Continue the passage on Baumol's cost disease from the point where it stops.

→ **SOURCE PASSAGE**:
■ ■ ■ ■ ■ ■ ■

The usual econ name for the dynamic adduced in this post is "Baumol's cost disease". A sector that experiences rapid productivity improvement through investment, will experience lowered costs/prices, which, as relative prices, means that other sectors which don't improve in productivity will have de facto higher relative costs/prices, (all of which spill-over into some general measure of the overall price index). The "disease" aspect occurs especially which the productivity-enhanced sector isn't large or expandable enough to capture the gains from investment/increased output, such that the gains accrue to lower relative productivity sectors as what amounts to economic rents. (Incidentally, the same sort of dynamic is often attributed to government expenditures. But since the inventors of N.I.P.A. couldn't figure out how to measure government output and productivity, they simply classed it as consumption expenditure, even though some of it clearly is tantamount to capital investment and other parts of it are necessary to support the productive economy. And, while it's likely that, due to increased legitimation burdens, the politicized nature of appropriations/allocations and various effects of bureaucracy, governments don't implement productivity improvements as readily as "private" enterprises concerned solely with the bottom line, it doesn't actually follow that government output doesn't improve in productivity, nor contribute to productivity improvement in general).

■ ■ ■ ■ ■ ■ ■

→ **EXTRACTED DATA**:
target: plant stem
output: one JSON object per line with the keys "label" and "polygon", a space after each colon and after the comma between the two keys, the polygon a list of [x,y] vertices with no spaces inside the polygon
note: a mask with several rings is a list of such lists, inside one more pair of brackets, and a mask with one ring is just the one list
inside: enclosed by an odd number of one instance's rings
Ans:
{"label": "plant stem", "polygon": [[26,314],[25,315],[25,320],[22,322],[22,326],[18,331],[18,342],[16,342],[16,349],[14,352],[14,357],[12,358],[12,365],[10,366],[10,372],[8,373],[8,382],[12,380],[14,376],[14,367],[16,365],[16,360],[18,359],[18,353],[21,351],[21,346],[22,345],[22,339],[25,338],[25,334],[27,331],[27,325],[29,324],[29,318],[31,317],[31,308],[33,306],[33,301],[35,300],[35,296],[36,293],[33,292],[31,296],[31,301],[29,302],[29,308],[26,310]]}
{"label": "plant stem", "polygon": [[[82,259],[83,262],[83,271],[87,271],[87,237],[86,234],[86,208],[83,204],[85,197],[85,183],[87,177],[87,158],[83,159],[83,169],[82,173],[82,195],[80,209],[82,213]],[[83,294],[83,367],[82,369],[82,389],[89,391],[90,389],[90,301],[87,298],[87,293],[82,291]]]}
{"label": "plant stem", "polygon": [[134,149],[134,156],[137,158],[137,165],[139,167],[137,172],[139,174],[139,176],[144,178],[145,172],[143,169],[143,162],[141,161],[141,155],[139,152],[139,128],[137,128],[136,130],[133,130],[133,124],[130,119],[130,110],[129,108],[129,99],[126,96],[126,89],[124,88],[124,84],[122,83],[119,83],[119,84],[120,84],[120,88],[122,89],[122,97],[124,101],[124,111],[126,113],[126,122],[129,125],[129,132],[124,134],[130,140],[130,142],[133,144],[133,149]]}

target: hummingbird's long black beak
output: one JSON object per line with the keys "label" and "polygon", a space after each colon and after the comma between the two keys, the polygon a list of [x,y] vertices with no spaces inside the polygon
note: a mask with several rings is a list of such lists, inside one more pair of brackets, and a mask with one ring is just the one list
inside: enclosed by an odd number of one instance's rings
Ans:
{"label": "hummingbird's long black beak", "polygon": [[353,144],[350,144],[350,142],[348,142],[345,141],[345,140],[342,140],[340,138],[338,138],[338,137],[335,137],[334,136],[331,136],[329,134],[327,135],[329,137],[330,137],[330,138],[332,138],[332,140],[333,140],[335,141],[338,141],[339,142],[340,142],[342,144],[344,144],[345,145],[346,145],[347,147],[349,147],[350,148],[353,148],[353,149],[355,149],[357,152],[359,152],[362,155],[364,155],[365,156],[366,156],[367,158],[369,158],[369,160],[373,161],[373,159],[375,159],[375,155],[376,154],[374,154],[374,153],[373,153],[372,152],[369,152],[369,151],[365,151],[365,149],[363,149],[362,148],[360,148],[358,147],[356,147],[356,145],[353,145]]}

■ ■ ■ ■ ■ ■ ■

→ **RESPONSE AREA**:
john c. halasz said...

So (off the top of my head) so additional hypotheses:

1) As per the last comment, there has been a decline in public/governmental support for tertiary ed.

2) Demographics: the great expansion of tertiary ed with the post-war boom also involved the baby boom, i.e. an increase in the relative size of the student cohort. With the relative decline in the student cohort, fixed costs needed to be spread over a few number of "units" of output.

3) Quality. Though standard econ attributes competition and its effects to both price and quality, the latter is much harder to measure or account for or explain its transmission. And, whereas some aspects of tertiary ed might have improved in quality, in general, public education seems to have declined in quality. Meaning that tertiary ed institutions now have a much greater burden of remediation to enable students to meet its standards, (which may or may not be qualitatively increasing).

john c. halasz said...

4) As the combination of technical productivity improvement and globalization of production supply has diminished the pool of corporate quasi-rents upon which unionized mass production workers could draw, wages for ordinary workers have stagnated or declined. The only route for protecting against such trends has seemed to be tertiary ed, hence an increasing demand has bid up prices. Equally, growing income equality, together with the need to protect the income/status of higher class students, has resulted in the latter outbidding lower class entrants competitively, increasing the bid qua the amount of relative income "households" are willing to spend to ensure educational advantage.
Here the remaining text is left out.